◆ Work order: Beginning with the first line, please repeat the entries exactly and end on the line that contains "Objective: for every instance of the closet".

BEGIN Dataset excerpts

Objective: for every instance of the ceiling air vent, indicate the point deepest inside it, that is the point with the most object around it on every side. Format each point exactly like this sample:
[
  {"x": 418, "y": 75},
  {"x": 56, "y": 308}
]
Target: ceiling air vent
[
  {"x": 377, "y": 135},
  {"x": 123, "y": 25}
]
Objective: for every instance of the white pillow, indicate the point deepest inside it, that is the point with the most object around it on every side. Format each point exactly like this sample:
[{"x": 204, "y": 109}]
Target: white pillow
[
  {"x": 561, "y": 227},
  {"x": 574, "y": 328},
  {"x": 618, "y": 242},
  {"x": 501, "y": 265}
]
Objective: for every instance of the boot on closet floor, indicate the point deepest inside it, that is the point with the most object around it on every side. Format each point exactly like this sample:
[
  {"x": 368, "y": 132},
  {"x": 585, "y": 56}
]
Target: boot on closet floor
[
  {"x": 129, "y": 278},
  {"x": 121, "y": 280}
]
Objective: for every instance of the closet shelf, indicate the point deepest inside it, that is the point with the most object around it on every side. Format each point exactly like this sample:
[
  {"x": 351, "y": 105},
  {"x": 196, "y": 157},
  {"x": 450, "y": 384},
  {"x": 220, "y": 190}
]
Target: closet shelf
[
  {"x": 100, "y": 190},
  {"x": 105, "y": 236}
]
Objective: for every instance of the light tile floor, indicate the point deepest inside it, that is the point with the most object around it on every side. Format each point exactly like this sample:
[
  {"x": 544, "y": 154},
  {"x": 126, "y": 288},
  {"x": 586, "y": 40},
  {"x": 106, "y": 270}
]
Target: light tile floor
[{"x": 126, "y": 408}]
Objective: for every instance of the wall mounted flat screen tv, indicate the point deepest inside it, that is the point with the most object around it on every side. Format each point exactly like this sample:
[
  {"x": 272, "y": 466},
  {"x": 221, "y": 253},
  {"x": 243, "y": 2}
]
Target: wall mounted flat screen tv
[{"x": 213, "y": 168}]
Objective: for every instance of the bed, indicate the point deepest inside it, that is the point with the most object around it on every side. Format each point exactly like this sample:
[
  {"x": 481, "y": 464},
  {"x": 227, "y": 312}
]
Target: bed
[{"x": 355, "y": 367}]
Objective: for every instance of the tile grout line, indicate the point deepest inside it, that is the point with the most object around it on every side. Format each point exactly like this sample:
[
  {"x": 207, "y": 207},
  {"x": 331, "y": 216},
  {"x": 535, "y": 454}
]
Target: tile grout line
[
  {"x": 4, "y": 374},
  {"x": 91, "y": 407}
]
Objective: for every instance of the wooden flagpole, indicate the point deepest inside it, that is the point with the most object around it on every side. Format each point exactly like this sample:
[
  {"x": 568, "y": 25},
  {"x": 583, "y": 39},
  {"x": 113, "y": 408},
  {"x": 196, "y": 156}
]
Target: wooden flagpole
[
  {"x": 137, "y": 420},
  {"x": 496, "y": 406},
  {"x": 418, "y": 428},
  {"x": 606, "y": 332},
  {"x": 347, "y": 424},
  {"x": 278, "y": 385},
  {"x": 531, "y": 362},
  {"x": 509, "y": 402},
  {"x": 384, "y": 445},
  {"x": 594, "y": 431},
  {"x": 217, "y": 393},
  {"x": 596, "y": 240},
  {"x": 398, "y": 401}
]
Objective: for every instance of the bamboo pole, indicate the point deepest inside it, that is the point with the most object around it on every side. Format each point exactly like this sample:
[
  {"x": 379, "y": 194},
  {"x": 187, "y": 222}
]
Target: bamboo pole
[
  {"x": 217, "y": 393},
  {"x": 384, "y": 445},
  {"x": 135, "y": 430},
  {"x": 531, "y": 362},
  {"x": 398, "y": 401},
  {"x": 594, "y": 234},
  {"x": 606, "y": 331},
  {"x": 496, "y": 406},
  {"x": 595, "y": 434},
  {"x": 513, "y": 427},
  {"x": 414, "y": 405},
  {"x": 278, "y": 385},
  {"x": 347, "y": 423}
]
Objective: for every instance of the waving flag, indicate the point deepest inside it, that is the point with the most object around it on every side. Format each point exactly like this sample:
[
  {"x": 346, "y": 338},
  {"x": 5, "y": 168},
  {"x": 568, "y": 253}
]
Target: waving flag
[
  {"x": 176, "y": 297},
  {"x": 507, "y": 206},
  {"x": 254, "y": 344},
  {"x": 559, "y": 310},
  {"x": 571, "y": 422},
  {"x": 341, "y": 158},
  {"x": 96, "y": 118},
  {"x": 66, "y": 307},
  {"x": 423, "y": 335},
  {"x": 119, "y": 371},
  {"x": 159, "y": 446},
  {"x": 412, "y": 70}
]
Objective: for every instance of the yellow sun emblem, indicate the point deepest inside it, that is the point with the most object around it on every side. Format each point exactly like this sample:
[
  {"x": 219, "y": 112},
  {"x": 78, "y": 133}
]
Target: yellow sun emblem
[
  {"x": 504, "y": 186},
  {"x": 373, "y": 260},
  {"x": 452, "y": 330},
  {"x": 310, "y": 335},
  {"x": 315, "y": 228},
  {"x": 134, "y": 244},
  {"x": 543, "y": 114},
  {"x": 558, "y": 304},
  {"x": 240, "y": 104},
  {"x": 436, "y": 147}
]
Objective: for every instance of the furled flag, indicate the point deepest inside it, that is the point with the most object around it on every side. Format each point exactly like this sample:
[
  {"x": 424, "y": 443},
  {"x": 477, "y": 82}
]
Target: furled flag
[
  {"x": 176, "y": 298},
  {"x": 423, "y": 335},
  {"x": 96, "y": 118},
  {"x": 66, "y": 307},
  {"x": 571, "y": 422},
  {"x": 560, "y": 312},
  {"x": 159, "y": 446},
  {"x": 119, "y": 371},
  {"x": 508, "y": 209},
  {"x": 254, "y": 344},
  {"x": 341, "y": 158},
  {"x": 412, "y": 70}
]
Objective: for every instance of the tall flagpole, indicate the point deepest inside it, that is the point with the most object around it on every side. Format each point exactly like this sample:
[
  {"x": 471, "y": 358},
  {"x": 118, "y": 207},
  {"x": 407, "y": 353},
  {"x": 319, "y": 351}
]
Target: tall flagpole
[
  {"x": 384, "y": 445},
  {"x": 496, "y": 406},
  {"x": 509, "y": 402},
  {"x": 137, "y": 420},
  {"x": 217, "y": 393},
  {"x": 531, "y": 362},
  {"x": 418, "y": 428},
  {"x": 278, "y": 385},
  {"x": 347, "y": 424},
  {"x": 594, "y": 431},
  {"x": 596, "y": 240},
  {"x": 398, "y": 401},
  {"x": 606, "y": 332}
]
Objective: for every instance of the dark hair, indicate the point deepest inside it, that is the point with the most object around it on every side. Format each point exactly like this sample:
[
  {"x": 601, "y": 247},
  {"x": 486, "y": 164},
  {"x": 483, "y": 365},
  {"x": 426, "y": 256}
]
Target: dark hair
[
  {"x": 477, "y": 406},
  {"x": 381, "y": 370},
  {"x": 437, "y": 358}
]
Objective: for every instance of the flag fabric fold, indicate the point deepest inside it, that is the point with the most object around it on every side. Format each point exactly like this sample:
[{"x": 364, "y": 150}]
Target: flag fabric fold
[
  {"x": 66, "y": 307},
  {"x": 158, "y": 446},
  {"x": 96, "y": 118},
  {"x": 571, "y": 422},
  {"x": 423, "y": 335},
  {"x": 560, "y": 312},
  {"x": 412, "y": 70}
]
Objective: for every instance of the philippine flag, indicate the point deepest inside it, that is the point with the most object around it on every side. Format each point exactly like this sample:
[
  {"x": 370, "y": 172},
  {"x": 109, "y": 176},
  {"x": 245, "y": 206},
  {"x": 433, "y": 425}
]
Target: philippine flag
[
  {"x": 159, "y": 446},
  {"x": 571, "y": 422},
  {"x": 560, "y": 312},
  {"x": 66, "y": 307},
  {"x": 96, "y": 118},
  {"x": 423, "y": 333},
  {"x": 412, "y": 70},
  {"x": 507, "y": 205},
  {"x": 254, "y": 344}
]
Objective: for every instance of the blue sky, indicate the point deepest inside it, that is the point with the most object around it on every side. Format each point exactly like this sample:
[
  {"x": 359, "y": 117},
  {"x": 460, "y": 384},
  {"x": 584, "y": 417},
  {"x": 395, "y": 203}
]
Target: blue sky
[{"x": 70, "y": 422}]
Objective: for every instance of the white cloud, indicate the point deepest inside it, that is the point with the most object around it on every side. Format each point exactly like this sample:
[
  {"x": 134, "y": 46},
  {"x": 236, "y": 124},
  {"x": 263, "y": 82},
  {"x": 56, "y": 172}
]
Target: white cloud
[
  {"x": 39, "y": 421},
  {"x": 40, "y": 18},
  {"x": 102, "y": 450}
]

END Dataset excerpts

◆ Exercise output:
Objective: for every instance of the ceiling air vent, indicate the point deepest inside it, that is the point with the most object around it on every side. Format each point exactly like this sample:
[
  {"x": 418, "y": 75},
  {"x": 56, "y": 308}
]
Target: ceiling air vent
[
  {"x": 377, "y": 135},
  {"x": 123, "y": 25}
]
Objective: for every instance of the white pillow, indicate the point deepest inside it, that is the point with the most object around it on every side. Format each point exactly like this sample:
[{"x": 204, "y": 109}]
Target: white pillow
[
  {"x": 561, "y": 227},
  {"x": 574, "y": 328},
  {"x": 618, "y": 242},
  {"x": 501, "y": 265}
]
Objective: for every instance of the boot on closet floor, indicate the point deepest inside it, that is the point with the most object around it on every side. Format each point exactly like this sample:
[
  {"x": 368, "y": 132},
  {"x": 585, "y": 56}
]
Target: boot on closet floor
[
  {"x": 129, "y": 278},
  {"x": 121, "y": 280}
]
Objective: for every instance of the closet shelf, indicate the point deepest inside it, that is the point with the most object around it on every side. Format each point exactly like this sample:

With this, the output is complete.